Extract each record and reproduce it exactly.

## Coordinate annotation entries
# # #

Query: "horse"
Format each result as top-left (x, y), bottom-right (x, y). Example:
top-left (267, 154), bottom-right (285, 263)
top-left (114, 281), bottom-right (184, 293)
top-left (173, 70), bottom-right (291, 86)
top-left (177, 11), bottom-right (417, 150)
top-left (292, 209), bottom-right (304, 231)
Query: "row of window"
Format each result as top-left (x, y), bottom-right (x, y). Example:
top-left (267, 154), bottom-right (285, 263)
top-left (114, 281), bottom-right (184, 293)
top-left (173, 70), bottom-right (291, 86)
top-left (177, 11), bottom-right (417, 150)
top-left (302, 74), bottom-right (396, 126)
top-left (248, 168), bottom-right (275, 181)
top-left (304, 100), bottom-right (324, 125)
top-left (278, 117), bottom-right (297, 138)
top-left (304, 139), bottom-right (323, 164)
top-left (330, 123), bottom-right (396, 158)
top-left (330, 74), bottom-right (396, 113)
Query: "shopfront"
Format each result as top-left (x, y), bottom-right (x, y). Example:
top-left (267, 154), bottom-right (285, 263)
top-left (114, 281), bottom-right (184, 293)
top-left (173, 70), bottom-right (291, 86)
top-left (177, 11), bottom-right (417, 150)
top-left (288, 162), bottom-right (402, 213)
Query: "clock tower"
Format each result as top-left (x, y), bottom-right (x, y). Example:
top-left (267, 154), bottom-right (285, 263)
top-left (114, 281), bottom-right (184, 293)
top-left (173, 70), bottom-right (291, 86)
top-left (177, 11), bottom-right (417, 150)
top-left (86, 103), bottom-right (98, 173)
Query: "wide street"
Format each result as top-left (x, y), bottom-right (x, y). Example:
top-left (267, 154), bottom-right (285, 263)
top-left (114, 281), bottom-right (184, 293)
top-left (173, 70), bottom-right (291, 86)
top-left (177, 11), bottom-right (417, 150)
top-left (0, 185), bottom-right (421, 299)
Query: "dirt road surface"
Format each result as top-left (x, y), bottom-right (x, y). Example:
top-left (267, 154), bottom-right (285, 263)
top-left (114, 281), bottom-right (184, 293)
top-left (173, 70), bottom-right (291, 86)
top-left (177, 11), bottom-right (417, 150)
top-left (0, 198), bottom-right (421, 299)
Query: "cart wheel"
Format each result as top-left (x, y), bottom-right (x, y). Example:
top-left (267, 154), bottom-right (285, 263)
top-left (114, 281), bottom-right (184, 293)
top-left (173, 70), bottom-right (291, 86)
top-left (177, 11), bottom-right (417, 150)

# # #

## Solution
Query: "horse"
Format each result as top-left (x, y), bottom-right (x, y). Example:
top-left (267, 154), bottom-right (285, 263)
top-left (114, 281), bottom-right (184, 293)
top-left (173, 70), bottom-right (291, 86)
top-left (177, 11), bottom-right (417, 150)
top-left (292, 209), bottom-right (304, 231)
Query: "row of window"
Format each result as top-left (x, y), bottom-right (x, y). Example:
top-left (267, 154), bottom-right (285, 263)
top-left (114, 281), bottom-right (184, 293)
top-left (173, 70), bottom-right (291, 86)
top-left (177, 11), bottom-right (417, 150)
top-left (302, 74), bottom-right (396, 126)
top-left (248, 168), bottom-right (275, 181)
top-left (304, 100), bottom-right (324, 125)
top-left (278, 117), bottom-right (297, 138)
top-left (304, 139), bottom-right (323, 164)
top-left (330, 123), bottom-right (396, 158)
top-left (330, 74), bottom-right (396, 113)
Query: "shopfront"
Format each result as top-left (x, y), bottom-right (x, y). Example:
top-left (267, 154), bottom-right (285, 263)
top-left (114, 281), bottom-right (184, 293)
top-left (173, 70), bottom-right (291, 86)
top-left (177, 11), bottom-right (417, 150)
top-left (288, 162), bottom-right (402, 213)
Query: "clock tower"
Format each result as top-left (x, y), bottom-right (x, y). Example:
top-left (267, 154), bottom-right (285, 263)
top-left (114, 281), bottom-right (184, 293)
top-left (173, 70), bottom-right (291, 86)
top-left (177, 11), bottom-right (417, 150)
top-left (86, 103), bottom-right (98, 173)
Query: "wide street"
Format each result as top-left (x, y), bottom-right (x, y). Example:
top-left (267, 154), bottom-right (285, 263)
top-left (114, 281), bottom-right (184, 293)
top-left (173, 70), bottom-right (291, 86)
top-left (177, 11), bottom-right (417, 150)
top-left (0, 185), bottom-right (421, 299)
Query: "dirt road surface"
Format each result as top-left (x, y), bottom-right (x, y). Example:
top-left (267, 154), bottom-right (285, 263)
top-left (114, 281), bottom-right (184, 293)
top-left (173, 70), bottom-right (291, 86)
top-left (177, 11), bottom-right (417, 150)
top-left (0, 198), bottom-right (421, 299)
Query: "cart wheel"
Format each result as top-left (x, y), bottom-right (x, y). Example:
top-left (267, 154), bottom-right (285, 263)
top-left (114, 281), bottom-right (184, 293)
top-left (173, 70), bottom-right (291, 86)
top-left (177, 11), bottom-right (417, 150)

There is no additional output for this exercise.